[REQUIREMENT]:
Retype exactly the span of lines below from the one with "locate black pants?" through the one with "locate yellow sleeve?". Do not include pictures.

Dataset entries
---

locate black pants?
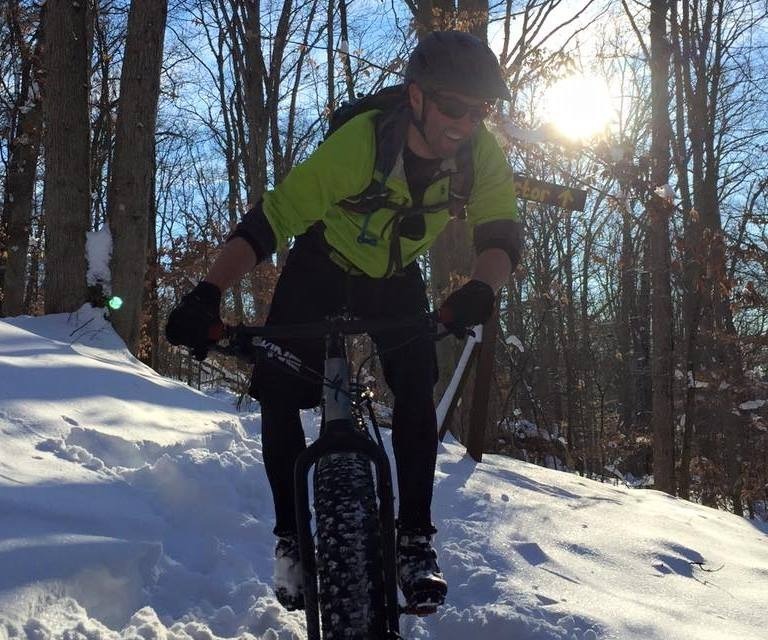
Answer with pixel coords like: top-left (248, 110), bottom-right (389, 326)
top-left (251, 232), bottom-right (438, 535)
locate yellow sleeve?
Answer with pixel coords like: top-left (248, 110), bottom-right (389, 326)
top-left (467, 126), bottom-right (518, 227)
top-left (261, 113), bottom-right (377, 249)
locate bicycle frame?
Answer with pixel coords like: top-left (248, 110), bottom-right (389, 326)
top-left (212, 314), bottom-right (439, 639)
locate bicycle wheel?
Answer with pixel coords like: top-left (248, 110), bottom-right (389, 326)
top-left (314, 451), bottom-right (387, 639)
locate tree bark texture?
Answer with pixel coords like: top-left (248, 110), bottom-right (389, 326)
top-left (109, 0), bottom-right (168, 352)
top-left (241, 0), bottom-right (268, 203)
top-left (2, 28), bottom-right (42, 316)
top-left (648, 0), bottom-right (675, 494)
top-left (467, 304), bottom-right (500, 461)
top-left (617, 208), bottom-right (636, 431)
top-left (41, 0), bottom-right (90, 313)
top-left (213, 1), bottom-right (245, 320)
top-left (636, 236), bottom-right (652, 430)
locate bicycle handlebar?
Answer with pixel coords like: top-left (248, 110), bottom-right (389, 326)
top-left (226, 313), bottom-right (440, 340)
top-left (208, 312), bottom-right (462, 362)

---

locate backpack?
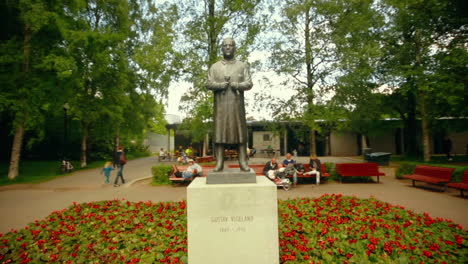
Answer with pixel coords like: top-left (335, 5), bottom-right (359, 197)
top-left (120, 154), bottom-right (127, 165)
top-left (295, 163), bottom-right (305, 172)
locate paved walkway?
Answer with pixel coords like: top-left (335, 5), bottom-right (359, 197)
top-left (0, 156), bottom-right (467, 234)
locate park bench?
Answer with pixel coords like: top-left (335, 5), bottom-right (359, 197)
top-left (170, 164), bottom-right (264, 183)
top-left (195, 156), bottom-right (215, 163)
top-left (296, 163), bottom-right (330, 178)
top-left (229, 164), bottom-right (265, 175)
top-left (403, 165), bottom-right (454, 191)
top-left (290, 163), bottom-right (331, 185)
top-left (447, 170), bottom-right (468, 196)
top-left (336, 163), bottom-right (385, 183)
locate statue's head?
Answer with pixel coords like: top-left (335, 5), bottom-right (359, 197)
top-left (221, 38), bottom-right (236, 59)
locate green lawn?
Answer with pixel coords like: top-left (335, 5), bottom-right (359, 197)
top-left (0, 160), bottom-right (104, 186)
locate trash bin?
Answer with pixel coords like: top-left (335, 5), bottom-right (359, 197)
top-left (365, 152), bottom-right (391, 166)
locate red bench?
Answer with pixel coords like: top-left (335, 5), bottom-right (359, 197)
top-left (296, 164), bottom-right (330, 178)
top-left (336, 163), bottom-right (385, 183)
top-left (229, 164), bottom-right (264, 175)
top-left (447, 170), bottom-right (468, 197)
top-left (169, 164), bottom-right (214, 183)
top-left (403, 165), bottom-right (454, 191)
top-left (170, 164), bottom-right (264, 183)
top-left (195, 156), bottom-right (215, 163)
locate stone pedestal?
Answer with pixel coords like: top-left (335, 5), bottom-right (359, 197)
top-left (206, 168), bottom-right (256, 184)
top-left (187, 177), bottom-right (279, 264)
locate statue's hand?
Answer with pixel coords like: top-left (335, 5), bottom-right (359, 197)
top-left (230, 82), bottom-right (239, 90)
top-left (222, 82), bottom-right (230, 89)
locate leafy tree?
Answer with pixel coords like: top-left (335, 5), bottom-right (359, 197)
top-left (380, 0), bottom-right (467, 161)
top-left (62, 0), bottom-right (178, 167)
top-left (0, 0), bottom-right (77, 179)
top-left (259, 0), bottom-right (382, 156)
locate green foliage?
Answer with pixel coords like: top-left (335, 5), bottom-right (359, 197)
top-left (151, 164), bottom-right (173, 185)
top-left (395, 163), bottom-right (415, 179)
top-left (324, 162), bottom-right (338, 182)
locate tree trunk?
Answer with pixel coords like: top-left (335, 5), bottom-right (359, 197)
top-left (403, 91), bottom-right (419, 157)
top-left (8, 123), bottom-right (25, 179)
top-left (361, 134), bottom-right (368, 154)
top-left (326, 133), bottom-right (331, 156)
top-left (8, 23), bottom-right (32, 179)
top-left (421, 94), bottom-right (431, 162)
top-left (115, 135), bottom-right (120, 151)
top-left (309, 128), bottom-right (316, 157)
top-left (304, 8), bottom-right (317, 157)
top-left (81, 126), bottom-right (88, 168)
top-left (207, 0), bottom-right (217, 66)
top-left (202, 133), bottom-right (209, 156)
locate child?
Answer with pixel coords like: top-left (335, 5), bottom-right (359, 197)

---

[SOLUTION TO THIS EXERCISE]:
locate black pants?
Answer with pixel coords like: top-left (248, 110), bottom-right (389, 326)
top-left (251, 232), bottom-right (438, 535)
locate yellow sleeve?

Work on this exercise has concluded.